* Requirement: From the listing below, copy out each line that contains the string "shell". Only matches with the same upper and lower case count.

* Bounding-box records:
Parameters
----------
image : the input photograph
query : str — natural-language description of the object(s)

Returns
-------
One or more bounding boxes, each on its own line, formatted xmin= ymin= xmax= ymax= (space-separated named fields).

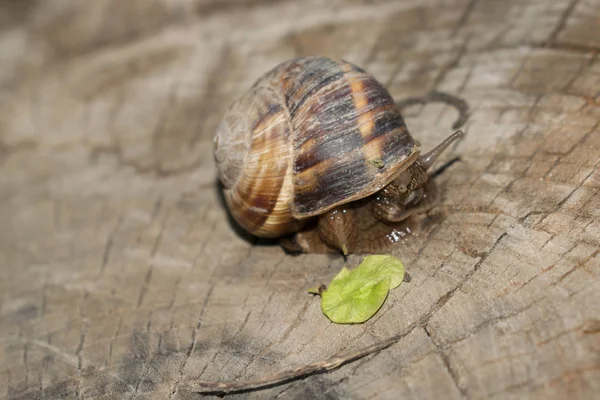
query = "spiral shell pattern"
xmin=214 ymin=57 xmax=420 ymax=237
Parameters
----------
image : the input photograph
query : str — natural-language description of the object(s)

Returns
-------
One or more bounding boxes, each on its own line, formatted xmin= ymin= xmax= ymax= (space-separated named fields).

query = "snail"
xmin=213 ymin=56 xmax=463 ymax=255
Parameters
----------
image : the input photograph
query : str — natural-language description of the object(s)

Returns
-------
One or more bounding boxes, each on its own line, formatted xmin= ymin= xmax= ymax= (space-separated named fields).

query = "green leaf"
xmin=321 ymin=255 xmax=404 ymax=324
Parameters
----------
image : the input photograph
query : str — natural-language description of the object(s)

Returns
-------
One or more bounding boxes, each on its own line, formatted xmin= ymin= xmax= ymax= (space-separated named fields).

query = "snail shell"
xmin=214 ymin=57 xmax=420 ymax=237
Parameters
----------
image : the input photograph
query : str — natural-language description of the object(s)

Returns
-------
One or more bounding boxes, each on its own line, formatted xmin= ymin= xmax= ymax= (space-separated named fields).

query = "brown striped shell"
xmin=214 ymin=57 xmax=420 ymax=237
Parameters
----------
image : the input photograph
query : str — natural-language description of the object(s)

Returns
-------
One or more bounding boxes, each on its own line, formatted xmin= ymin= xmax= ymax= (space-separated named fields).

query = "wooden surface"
xmin=0 ymin=0 xmax=600 ymax=399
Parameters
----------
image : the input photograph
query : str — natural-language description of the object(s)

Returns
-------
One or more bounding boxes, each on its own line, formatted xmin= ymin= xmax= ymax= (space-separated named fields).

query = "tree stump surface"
xmin=0 ymin=0 xmax=600 ymax=399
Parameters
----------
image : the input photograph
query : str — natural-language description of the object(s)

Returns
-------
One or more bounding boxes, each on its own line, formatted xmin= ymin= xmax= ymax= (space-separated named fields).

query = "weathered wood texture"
xmin=0 ymin=0 xmax=600 ymax=399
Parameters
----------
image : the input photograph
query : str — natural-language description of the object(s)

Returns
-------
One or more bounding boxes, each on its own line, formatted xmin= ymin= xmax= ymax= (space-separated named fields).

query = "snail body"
xmin=214 ymin=57 xmax=462 ymax=254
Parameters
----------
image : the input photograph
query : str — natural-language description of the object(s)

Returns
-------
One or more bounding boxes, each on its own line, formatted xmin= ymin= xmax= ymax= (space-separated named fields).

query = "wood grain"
xmin=0 ymin=0 xmax=600 ymax=399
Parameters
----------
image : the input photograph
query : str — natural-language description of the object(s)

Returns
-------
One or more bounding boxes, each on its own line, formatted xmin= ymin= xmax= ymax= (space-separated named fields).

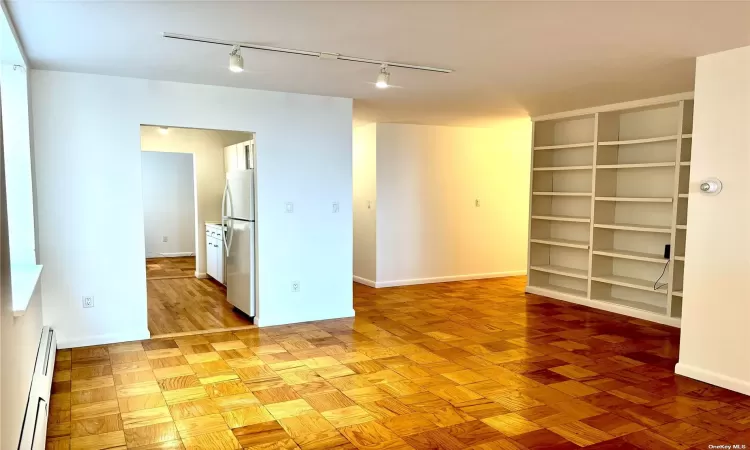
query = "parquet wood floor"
xmin=47 ymin=278 xmax=750 ymax=450
xmin=146 ymin=278 xmax=252 ymax=336
xmin=146 ymin=256 xmax=195 ymax=280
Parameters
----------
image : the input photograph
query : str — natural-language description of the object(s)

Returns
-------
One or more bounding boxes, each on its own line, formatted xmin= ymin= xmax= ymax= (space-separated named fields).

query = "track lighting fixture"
xmin=162 ymin=32 xmax=453 ymax=85
xmin=229 ymin=45 xmax=245 ymax=72
xmin=375 ymin=64 xmax=391 ymax=89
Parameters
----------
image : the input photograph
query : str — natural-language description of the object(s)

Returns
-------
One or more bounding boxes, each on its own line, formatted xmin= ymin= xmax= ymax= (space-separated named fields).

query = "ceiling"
xmin=8 ymin=0 xmax=750 ymax=126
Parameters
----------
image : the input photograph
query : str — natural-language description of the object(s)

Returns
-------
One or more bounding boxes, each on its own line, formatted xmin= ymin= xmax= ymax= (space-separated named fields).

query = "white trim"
xmin=57 ymin=328 xmax=151 ymax=348
xmin=674 ymin=362 xmax=750 ymax=395
xmin=352 ymin=275 xmax=376 ymax=287
xmin=531 ymin=92 xmax=694 ymax=122
xmin=376 ymin=270 xmax=526 ymax=288
xmin=526 ymin=286 xmax=680 ymax=328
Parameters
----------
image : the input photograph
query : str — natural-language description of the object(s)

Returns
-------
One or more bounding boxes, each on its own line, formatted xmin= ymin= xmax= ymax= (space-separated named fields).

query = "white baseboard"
xmin=353 ymin=275 xmax=376 ymax=287
xmin=376 ymin=270 xmax=526 ymax=288
xmin=674 ymin=363 xmax=750 ymax=395
xmin=57 ymin=329 xmax=151 ymax=348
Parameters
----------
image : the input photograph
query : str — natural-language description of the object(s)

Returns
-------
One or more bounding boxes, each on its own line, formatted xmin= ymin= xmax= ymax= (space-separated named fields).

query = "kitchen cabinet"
xmin=206 ymin=224 xmax=224 ymax=284
xmin=224 ymin=139 xmax=255 ymax=172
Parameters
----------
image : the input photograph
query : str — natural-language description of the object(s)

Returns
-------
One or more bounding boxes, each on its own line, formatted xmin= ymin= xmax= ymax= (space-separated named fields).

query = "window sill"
xmin=10 ymin=264 xmax=42 ymax=317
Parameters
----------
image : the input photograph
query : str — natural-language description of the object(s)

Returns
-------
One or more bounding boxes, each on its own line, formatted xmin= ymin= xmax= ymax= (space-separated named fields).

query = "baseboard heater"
xmin=18 ymin=327 xmax=57 ymax=450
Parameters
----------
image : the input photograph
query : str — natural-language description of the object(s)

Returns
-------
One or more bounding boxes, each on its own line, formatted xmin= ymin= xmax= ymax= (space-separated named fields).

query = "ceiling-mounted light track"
xmin=162 ymin=32 xmax=453 ymax=73
xmin=229 ymin=45 xmax=245 ymax=73
xmin=375 ymin=64 xmax=391 ymax=89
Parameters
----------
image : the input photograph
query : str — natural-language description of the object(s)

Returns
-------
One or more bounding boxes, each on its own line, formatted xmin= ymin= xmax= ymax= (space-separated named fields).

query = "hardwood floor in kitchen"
xmin=146 ymin=257 xmax=252 ymax=336
xmin=47 ymin=277 xmax=750 ymax=450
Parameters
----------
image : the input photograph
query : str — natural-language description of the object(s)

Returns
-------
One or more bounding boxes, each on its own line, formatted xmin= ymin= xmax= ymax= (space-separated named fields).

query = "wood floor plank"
xmin=47 ymin=278 xmax=750 ymax=450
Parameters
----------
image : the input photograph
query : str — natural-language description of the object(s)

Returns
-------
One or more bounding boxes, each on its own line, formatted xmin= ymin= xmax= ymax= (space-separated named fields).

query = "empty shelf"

* Correct response:
query = "spiral shell pattern"
query = "snail shell"
query = "brown striped shell"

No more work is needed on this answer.